The Huila growing area, along with Cauca and Nariño, is in the southwestern part of Colombia. These areas, and their sub-regions, are the source for the best Colombian coffees, which can have some vivid complexities to accompany the basic cup profile of all Colombian specialty coffee. However, the Colombian grading system is quite outdated. The titles "Supremo" and "Excelso," despite their impressive ring, do not denote cup quality, growing height, or bean density, rather they simply show the bean's size. So the Supremo designation for this Huila doesn't tell us much. It is for roasters to vet these lots carefully to separate the gold from the dross.

This is not a great coffee; but it is a lot of fun. Basic Colombian coffees have a milk chocolate and cherry profile, delicious, but not very challenging. The great ones have added elements and can develop the power and range of auction Kenyas. This Huila Supremo has complexities, but they are shifting and are never quite the same from one taste to the next. My guess is that the balance of flavor elements is very sensitive to roast and brewing temperatures. But whatever the reason, it makes for a fun game of "what will it taste like this time?"

Position identification records
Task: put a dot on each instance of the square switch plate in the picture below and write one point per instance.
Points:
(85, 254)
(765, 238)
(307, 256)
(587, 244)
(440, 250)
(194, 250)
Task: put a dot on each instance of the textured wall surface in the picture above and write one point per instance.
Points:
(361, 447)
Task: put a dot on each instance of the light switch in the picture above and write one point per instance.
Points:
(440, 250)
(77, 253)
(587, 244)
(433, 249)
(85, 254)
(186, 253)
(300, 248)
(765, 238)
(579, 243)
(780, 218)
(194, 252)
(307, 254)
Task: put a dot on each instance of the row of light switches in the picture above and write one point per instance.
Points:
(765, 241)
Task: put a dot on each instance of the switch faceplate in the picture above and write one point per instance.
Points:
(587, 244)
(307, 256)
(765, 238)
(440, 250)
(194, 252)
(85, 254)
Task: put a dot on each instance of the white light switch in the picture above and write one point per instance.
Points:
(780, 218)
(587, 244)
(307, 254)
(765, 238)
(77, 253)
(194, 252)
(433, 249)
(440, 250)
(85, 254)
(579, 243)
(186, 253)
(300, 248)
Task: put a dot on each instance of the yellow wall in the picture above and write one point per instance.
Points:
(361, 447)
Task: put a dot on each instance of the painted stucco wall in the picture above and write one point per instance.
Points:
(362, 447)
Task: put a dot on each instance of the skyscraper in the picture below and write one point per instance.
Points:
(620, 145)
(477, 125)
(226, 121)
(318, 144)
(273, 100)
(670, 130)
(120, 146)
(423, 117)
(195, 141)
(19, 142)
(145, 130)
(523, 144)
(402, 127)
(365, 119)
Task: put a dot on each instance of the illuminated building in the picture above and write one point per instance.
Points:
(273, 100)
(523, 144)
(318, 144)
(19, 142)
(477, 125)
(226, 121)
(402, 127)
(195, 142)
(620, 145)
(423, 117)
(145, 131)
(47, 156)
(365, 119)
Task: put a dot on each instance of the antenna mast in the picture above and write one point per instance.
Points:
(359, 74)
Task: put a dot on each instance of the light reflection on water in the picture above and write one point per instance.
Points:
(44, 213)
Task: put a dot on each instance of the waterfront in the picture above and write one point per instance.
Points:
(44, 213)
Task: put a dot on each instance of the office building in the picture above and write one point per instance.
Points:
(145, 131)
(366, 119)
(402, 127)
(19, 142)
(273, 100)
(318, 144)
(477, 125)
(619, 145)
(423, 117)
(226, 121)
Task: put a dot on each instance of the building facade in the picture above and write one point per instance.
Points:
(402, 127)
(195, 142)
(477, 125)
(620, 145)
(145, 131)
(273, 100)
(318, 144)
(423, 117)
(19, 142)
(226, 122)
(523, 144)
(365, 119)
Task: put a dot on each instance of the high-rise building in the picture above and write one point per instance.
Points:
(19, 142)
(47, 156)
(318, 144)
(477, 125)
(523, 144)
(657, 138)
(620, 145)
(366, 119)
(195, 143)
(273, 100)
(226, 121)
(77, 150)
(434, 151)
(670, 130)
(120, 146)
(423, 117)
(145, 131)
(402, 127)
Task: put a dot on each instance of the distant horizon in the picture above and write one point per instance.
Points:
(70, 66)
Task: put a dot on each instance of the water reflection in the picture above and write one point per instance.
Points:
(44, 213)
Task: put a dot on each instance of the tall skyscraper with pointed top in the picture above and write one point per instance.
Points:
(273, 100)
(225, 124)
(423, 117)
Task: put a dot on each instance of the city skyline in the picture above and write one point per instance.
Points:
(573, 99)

WHAT YOU NEED TO DO:
1) Can you print the part of the Huila coffee text between "The Huila growing" and "from the dross.", inclusive?
2) Will you proceed with the Huila coffee text from the point where it stops?

ANSWERS BELOW:
1)
The Huila growing area, along with Cauca and Nariño, is in the southwestern part of Colombia. These areas, and their sub-regions, are the source for the best Colombian coffees, which can have some vivid complexities to accompany the basic cup profile of all Colombian specialty coffee. However, the Colombian grading system is quite outdated. The titles "Supremo" and "Excelso," despite their impressive ring, do not denote cup quality, growing height, or bean density, rather they simply show the bean's size. So the Supremo designation for this Huila doesn't tell us much. It is for roasters to vet these lots carefully to separate the gold from the dross.

2)
In addition to milk chocolate and cherry notes, this coffee has prominent vegetal and smoky distillates, along with classic cup almonds and Granny Smith apple. These tastes shift around as the cup cools, and, quite frankly, they don't usually come together into a balanced whole. When they occasionally do, the cup goes from interesting to spectacular. This engaging behavior at light roasts is tamed somewhat when the coffee is taken to medium roast, at which point the cup becomes more conventional. At medium roasts, it also makes a very good SO espresso, where all the flavors get along a lot more amiably.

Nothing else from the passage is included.